PROBLEM TO WORK ON ▸ Copy the rows below word for word, from the line containing "Q: For each instance of the gold" through the line containing "x=995 y=692", including both of those lines.

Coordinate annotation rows

--*--

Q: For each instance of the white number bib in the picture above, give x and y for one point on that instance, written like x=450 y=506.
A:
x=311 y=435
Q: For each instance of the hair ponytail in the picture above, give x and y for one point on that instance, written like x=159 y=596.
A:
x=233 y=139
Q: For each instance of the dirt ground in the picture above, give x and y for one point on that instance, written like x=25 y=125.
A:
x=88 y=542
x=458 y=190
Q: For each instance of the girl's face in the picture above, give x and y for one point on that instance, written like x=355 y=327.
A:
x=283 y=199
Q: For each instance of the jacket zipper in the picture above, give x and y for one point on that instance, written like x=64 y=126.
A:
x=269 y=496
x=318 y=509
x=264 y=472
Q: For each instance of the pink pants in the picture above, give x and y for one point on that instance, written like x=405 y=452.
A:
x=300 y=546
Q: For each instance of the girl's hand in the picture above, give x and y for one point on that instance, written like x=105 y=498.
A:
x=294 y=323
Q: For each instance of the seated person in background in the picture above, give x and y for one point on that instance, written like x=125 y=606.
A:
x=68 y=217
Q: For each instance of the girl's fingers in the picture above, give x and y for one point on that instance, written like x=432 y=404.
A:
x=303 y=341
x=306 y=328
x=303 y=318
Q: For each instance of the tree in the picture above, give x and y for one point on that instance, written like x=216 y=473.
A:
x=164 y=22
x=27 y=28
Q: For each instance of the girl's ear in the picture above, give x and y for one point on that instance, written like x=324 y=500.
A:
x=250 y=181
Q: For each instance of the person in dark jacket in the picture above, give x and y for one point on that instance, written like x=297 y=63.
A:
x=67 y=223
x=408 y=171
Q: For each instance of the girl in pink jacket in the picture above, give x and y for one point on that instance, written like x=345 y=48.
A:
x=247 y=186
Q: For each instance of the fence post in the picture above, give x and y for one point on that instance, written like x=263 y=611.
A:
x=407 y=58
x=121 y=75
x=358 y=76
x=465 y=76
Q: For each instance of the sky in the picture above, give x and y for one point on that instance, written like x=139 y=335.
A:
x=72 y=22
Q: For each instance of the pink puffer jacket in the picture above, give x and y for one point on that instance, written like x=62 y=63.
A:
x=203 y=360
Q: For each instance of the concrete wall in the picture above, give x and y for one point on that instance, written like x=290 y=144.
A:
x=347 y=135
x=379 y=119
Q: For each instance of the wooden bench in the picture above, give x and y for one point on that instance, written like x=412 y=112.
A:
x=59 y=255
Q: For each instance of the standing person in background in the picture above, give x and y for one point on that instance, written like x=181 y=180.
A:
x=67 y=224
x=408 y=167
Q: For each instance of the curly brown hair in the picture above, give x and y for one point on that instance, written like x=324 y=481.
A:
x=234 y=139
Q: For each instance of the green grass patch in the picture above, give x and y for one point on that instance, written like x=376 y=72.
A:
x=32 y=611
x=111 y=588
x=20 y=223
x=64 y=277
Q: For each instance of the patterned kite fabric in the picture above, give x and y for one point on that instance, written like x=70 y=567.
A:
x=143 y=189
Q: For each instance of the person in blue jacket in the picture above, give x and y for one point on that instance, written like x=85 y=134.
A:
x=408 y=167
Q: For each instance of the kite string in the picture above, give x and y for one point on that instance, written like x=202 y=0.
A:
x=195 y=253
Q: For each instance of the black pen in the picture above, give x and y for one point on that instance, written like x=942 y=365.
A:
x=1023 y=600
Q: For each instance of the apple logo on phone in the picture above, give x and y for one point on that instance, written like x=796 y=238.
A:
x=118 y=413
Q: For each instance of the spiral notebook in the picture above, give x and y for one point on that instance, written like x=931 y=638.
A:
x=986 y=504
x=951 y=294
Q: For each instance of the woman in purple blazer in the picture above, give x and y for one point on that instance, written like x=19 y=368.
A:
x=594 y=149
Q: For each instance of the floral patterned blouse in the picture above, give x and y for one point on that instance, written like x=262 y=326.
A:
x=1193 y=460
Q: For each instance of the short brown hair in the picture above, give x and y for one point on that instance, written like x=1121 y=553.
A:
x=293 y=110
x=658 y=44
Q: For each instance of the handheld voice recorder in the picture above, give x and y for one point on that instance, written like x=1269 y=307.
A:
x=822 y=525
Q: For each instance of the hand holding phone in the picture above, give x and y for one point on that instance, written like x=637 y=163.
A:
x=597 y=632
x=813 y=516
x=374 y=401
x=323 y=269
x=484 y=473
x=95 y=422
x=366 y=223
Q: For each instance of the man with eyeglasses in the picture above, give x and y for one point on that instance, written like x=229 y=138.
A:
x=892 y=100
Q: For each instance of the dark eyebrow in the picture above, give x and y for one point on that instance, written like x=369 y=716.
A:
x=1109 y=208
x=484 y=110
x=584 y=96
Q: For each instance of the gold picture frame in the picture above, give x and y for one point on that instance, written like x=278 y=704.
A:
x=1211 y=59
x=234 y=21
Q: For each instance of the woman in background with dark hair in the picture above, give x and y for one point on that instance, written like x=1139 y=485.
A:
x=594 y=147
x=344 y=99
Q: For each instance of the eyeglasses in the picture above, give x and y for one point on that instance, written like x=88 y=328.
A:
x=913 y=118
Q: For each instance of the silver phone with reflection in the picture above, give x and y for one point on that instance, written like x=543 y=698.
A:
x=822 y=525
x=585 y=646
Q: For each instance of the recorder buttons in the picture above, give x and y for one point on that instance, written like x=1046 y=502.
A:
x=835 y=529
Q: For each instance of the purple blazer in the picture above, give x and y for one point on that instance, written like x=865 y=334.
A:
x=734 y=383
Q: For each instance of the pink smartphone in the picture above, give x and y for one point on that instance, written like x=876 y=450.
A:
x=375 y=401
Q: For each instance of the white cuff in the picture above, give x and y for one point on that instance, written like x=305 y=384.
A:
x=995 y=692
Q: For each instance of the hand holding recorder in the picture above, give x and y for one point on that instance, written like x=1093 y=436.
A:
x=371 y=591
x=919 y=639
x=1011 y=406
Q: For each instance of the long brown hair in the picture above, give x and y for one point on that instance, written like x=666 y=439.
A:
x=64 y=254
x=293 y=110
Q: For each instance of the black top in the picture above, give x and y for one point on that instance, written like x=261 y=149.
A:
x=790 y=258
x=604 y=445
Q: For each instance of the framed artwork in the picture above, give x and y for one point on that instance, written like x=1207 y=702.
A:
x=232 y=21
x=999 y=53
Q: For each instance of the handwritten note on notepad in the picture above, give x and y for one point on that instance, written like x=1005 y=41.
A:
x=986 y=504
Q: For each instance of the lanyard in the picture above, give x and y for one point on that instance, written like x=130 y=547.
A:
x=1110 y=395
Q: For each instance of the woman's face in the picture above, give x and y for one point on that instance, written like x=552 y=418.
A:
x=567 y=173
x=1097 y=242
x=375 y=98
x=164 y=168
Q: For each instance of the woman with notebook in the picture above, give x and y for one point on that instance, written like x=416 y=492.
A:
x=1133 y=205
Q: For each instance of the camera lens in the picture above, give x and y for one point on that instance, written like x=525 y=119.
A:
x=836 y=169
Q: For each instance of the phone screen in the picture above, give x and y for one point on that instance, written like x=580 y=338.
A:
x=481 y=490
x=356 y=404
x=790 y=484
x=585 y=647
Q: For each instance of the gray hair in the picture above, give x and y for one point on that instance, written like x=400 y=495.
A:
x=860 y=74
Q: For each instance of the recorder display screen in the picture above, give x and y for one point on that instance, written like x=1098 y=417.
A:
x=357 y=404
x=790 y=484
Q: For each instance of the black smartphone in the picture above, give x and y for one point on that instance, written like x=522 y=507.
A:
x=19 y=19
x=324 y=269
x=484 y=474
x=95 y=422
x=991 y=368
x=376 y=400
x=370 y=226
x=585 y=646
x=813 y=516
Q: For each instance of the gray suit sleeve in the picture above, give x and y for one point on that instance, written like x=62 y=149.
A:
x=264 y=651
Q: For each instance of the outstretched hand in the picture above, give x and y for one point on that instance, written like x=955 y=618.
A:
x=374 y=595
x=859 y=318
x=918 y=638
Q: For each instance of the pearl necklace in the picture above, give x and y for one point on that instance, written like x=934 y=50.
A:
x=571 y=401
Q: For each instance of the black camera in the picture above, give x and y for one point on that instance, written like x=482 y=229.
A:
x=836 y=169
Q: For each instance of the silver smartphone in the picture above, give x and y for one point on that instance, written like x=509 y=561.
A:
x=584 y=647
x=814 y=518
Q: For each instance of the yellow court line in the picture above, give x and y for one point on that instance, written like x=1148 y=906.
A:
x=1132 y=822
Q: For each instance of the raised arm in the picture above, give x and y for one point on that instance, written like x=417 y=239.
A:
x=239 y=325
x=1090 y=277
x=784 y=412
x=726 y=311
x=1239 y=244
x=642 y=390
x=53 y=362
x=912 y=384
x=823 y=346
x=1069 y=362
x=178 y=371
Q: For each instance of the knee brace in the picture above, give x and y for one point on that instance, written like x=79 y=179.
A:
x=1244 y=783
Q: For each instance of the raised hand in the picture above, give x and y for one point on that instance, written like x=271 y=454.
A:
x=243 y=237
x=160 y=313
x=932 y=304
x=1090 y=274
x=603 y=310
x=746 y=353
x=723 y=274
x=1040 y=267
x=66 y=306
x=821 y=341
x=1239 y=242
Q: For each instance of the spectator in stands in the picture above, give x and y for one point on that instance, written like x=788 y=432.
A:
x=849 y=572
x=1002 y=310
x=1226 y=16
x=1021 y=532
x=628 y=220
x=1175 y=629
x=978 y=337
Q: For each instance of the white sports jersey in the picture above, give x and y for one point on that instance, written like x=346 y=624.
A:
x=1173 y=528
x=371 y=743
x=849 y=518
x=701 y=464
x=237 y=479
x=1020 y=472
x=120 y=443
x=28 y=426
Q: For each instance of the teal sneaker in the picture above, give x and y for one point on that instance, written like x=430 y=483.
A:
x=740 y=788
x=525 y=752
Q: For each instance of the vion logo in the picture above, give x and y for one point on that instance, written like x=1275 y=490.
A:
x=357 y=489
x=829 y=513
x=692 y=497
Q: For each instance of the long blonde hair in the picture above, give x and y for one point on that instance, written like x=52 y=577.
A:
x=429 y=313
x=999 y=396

--*--

SOLUTION FOR THIS PROBLEM ▸
Q: For each instance of the gold picture frame in the picture above, give x and y for one point on that instance, written like x=278 y=704.
A:
x=1211 y=59
x=234 y=21
Q: For each instance of the woman in background with dark hair in the picture above, give x and y for one point on that instance, written like x=1139 y=485.
A:
x=594 y=147
x=344 y=99
Q: For each instance of the eyeglasses in the picture above, give x and y for one point on that instance, written like x=88 y=328.
A:
x=913 y=118
Q: For each instance of the silver phone with reflection in the picture above, give x and y for one point on that instance, written like x=543 y=698.
A:
x=822 y=525
x=585 y=646
Q: For each instance of the recorder buttons in the picture above, give x and y for one point on that instance, written like x=1046 y=502.
A:
x=835 y=529
Q: For each instance of the purple blazer in the picture above, give x and y for one point on that instance, written like x=865 y=334.
A:
x=734 y=383
Q: For each instance of the pink smartphone in the picture above, give x and y for one point on that instance, written like x=876 y=450.
A:
x=375 y=401
Q: For each instance of the white cuff in the picture above, give x and y for one point on that instance, written like x=305 y=384.
A:
x=995 y=692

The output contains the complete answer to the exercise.